■ 本文:
§ §
ナレーション 「独立自治権を勝ち取った宇宙移民者群セツルメントは、ようやく得た平和の中に麻痺し、やがては特権主義社会を生み出し、結局は自らが小セツルメントへの圧政を強いるようになる。時に宇宙世紀255年。各地で起きたセツルメント内紛争は、体制側と、反体制側に別れてその共同戦線を張り、セツルメント間による強大な戦禍を巻き起こしつつあった」



タイトル

「死線上の独唱曲(アリア)」

− Aria on Dead line −



ジーン 「こら、こっちには来るなって言ってあるだろ」

ユーニス 「ジーンさぁん、余ってる集音器ないかって、イヴリンさんが」

ジーン 「あぁ? 次は宇宙戦だろ。集音器なんか何に使うんだ?」
§ §
■ 提供情報:
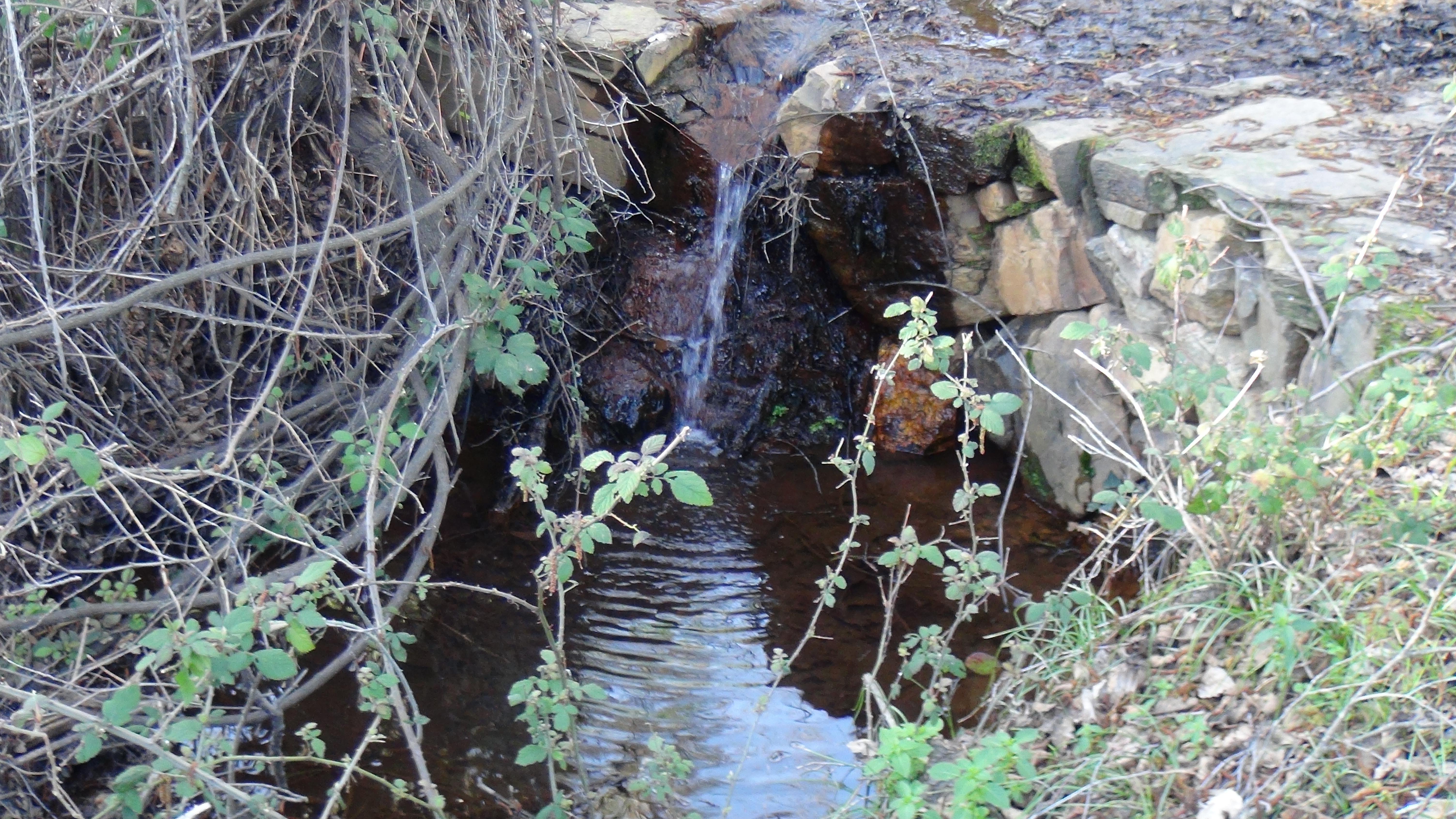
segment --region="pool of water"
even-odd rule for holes
[[[821,619],[818,638],[783,685],[770,691],[770,654],[775,647],[792,650],[804,634],[818,595],[814,580],[846,532],[847,493],[836,488],[837,472],[814,461],[684,453],[676,463],[699,471],[716,503],[693,509],[652,498],[628,507],[623,517],[652,539],[600,549],[588,558],[588,571],[578,574],[582,583],[569,596],[568,653],[579,679],[609,694],[581,720],[582,756],[593,790],[606,794],[604,815],[635,810],[622,799],[623,785],[638,774],[654,734],[677,745],[695,765],[678,787],[681,812],[718,816],[727,804],[728,815],[741,819],[821,816],[846,799],[853,784],[846,743],[856,737],[859,678],[874,663],[884,622],[884,577],[872,555],[907,513],[922,532],[936,532],[951,517],[960,472],[949,455],[881,459],[860,487],[860,510],[871,516],[860,538],[865,552],[850,561],[847,589]],[[432,576],[533,596],[529,574],[542,548],[533,522],[520,513],[489,513],[496,461],[467,455],[462,466],[466,478],[451,497]],[[973,479],[1005,482],[1005,465],[994,456],[974,461],[973,469]],[[983,503],[978,513],[994,532],[999,504]],[[1066,523],[1021,493],[1013,493],[1006,532],[1013,581],[1022,590],[1060,583],[1080,558]],[[927,570],[901,595],[895,638],[949,615],[939,580]],[[400,628],[419,635],[406,673],[430,717],[425,752],[448,810],[508,815],[489,788],[534,813],[546,793],[542,769],[514,765],[527,737],[507,705],[511,683],[540,662],[545,641],[534,618],[466,590],[434,592],[406,616]],[[994,651],[987,635],[1009,622],[1003,611],[977,616],[962,628],[958,651]],[[976,683],[973,676],[958,691],[955,717],[974,711]],[[316,695],[290,721],[319,723],[333,755],[367,724],[347,683]],[[729,804],[728,783],[740,762]],[[364,765],[387,778],[414,778],[396,740],[376,745]],[[290,777],[300,793],[322,793],[329,781],[322,769],[300,768]],[[399,813],[374,785],[352,787],[348,816]]]

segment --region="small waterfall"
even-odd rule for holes
[[[718,166],[718,201],[713,204],[713,245],[711,278],[703,312],[693,321],[693,331],[683,345],[683,399],[678,421],[695,424],[703,410],[703,389],[713,375],[713,356],[724,337],[724,296],[732,277],[734,256],[743,242],[743,211],[753,185],[748,172],[731,165]]]

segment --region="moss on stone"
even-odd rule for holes
[[[1188,205],[1188,210],[1213,210],[1208,200],[1200,197],[1198,194],[1181,194],[1178,197],[1178,207]]]
[[[1019,128],[1016,130],[1016,153],[1021,156],[1021,165],[1018,165],[1016,169],[1019,171],[1025,168],[1024,175],[1025,179],[1028,179],[1026,182],[1022,184],[1040,185],[1042,188],[1051,189],[1051,185],[1047,184],[1047,175],[1041,169],[1041,163],[1037,162],[1037,152],[1031,144],[1031,134]],[[1016,179],[1015,171],[1012,171],[1010,178]]]
[[[1034,211],[1034,210],[1045,205],[1050,201],[1051,200],[1042,200],[1040,203],[1010,203],[1009,205],[1006,205],[1006,219],[1012,219],[1012,217],[1016,217],[1016,216],[1025,216],[1025,214],[1028,214],[1028,213],[1031,213],[1031,211]],[[1032,230],[1035,230],[1035,227],[1032,227]],[[1041,239],[1041,236],[1040,235],[1034,236],[1034,239]]]
[[[1047,479],[1047,474],[1041,469],[1041,461],[1035,455],[1028,452],[1022,458],[1021,475],[1031,494],[1037,495],[1037,500],[1051,501],[1054,498],[1056,493],[1051,488],[1051,481]]]
[[[971,136],[974,168],[1005,168],[1015,141],[1016,122],[996,122]]]

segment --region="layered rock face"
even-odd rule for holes
[[[827,125],[847,102],[859,102],[860,119],[875,112],[834,63],[815,71],[818,85],[791,98],[779,118],[786,149],[814,173],[810,236],[866,318],[884,321],[887,303],[916,293],[932,296],[942,329],[999,324],[999,335],[981,334],[989,342],[974,369],[983,391],[1032,399],[999,443],[1015,447],[1024,434],[1026,487],[1045,503],[1080,516],[1092,494],[1127,477],[1072,437],[1101,437],[1134,455],[1147,446],[1128,404],[1166,377],[1174,345],[1185,360],[1222,367],[1232,386],[1262,363],[1258,392],[1296,380],[1318,391],[1373,358],[1379,305],[1354,299],[1331,319],[1316,303],[1329,252],[1307,252],[1303,236],[1358,239],[1373,220],[1326,214],[1377,204],[1395,176],[1360,150],[1331,156],[1344,138],[1331,103],[1271,96],[1172,128],[1112,118],[986,121],[923,130],[927,143],[914,157],[894,144],[891,160],[874,130],[858,150],[828,144]],[[831,153],[877,156],[878,165],[856,169],[827,160]],[[1255,203],[1278,208],[1281,236],[1254,227],[1264,222]],[[1450,236],[1396,223],[1382,226],[1380,240],[1428,254]],[[1121,382],[1114,385],[1085,341],[1060,337],[1075,321],[1121,326],[1147,345],[1153,366],[1134,377],[1104,360]],[[1334,345],[1309,353],[1329,321]],[[1354,379],[1319,408],[1348,408],[1358,386]],[[927,391],[897,383],[881,446],[925,452],[943,440]],[[922,423],[907,423],[903,408],[919,404]]]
§ §
■ 課題:
#1 次の(a)〜(c)が本文の内容と合っているかをそれぞれ「はい」か「いいえ」で答え、判断の決め手となる本文の語句をそのまま引用してください。(a) ナレーションでは、時は宇宙世紀255年とされている。(b) タイトルは「死線上の協奏曲」である。(c) ユーニスは、集音器を欲しがっているのはジーン本人だと言っている。
#2 宇宙世紀255年を舞台にした本文を、最後の台詞の次から同じ台本形式で書き継いでください。

■ 想定解答:
#1
(a) はい。「時に宇宙世紀255年。」
(b) いいえ。「「死線上の独唱曲(アリア)」」
(c) いいえ。「ジーンさぁん、余ってる集音器ないかって、イヴリンさんが」

#2
ユーニス 「えへへ。ちょっとねー」

イヴリン 「これ?」

ユーニス 「うん。余ってるのは、お肌の触合い回線用だって。作業用マシンの」

イヴリン 「・・・デカいわね」


AJ 「よし。とりあえず、中央ポートの占拠は完了したんだな。よし、わかった。ああ、他のポートはいい。エクレシアの小競り合いに手を貸してる余裕はない。うむ、わかった。そうしてくれ」

AJ 「・・・さて」

アベル 「あの、・・・あの子の、・・・容態は?」

AJ 「その件に関しては、ケーラー先生が看てくれている。心配は要らない。それよりも、君の処分だ」

アベル 「処罰なら、受けます。でも、僕は間違った事はしてません」

AJ 「そうだな。だが、君が彼女を助ける際、戦闘中にも関わらずソードケインを離れた。その時、撃墜されていたらどうなる? 彼女はおろか君まで死んでいる。それだけじゃない。君がまだこれから助けられるはずの、多くの人々までが死ぬ事になる」

アベル 「これから、助けられる人・・・」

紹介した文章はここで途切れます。